## Brano scelto
##########

"Conforto
controllato - Addestrarli al sonno si può":
questo il titolo dell'articolo apparso sul Corriere
della sera sabato 22 settembre a
proposito dei risultati di uno studio pubblicato su "una
delle riviste scientifiche più prestigiose a livello internazionale
dedicate alla pediatria" e avente
come oggetto il comportamento dei genitori di un piccolo al momento
del sonno. Ci si sente intimiditi anche solo di fronte al nome di un
periodico di tanto prestigio e fama e quindi un genitore, soprattutto
se alle prime armi, sarà incline a seguirne le indicazioni alla
lettera.
“Si può farlo piangere
(il bambino) senza ripercussioni sulla
personalità futura del bimbo e senza provocargli irreparabili danni
psicologici” … ma attenzione:
purché in modo soft! “ Lacrime …
ma per periodi brevi “
sintetizza la giornalista e spiega come lo
sleep training comprenda due metodi
definiti sicuri: il controlled
comforting e il
camping out.
Nell’articolo viene
rispolverato dall’oblio persino il vecchio metodo del dottor Spock;
quindi è citato il parere di un importante primario neonatologo
milanese che suggerisce altre regole.
Per maggiori dettagli sui vari
metodi rimando alla lettura diretta del testo; qui mi limito a
segnalare che, inframmezzati alle varie indicazioni, fanno
capolino i pareri di varie mamme, grazie ai quali alla certezza delle
regole finisce per contrapporsi la realtà quotidiana e la
molteplicità delle situazioni, delle considerazioni e dei punti di
vista.
“Quale è la situazione
migliore?” si chiede la giornalista.

##########

## Materiale di partenza
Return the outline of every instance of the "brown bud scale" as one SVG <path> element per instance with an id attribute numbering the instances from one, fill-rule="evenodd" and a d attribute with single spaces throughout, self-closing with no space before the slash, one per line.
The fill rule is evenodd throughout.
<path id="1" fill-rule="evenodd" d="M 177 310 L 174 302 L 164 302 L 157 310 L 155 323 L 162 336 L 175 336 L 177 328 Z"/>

##########

## Esercizi
a) Secondo il brano sull'addestramento al sonno, in che giorno è uscito l'articolo sul Corriere della sera?
b) Elenca tutti i metodi per il sonno dei bambini che il brano sull'addestramento al sonno chiama per nome.
c) Prosegui il brano sull'addestramento al sonno dopo l'ultima frase riportata.
Il materiale non serve per svolgere gli esercizi.

## Soluzioni degli esercizi
a) Sabato 22 settembre.

b) Il controlled comforting, il camping out e il vecchio metodo del dottor Spock.

c)
E questa sembra essere la stessa domanda che tutti i genitori di
bambini piccoli si fanno di fronte a un problema che li mette, anche
se in modo diverso, molto spesso in difficoltà. Quale è la
condotta giusta che permetterà di non sbagliare e ottenere il
risultato voluto ? Forse è il caso di rinunciare a regole
universali, ed accettare la complessità della vita reale …
Dietro a tanti studi e dibattiti
emerge tutta l’ansia e la responsabilità che sente un genitore
nell’allevare un figlio, la paura di fargli del male, di rovinarlo
per sempre; ma anche il bisogno di non
essere travolto da questa paura: “ piuttosto
gli pagherò lo psichiatra da grande, ma io devo vivere... “
si lascia sfuggire una mamma. E, come sempre, di fronte alla paura
(la nostra) e al dolore (del figlio) ci si aggrappa, senza
accorgercene, all’idea che esistano delle regole, un modo per non
sbagliare; un metodo che impedisca di soffrire e permetta di essere
soltanto e sempre felici.
Sfortunatamente non è così, ed
a noi tocca sostenere il peso
dell’incertezza che quello che facciamo “vada bene” per questo
piccolo sconosciuto. Purtroppo dobbiamo ammettere di non essere in
grado di dare solo benessere: tutto quanto è utile e importante
fare è accettare che, nonostante i nostri sforzi, nostro figlio
incontri le sue difficoltà e, anche se col nostro aiuto, provi a
superarle.
Come se fosse facile ! Ma questa è
un’altra storia e ne parleremo.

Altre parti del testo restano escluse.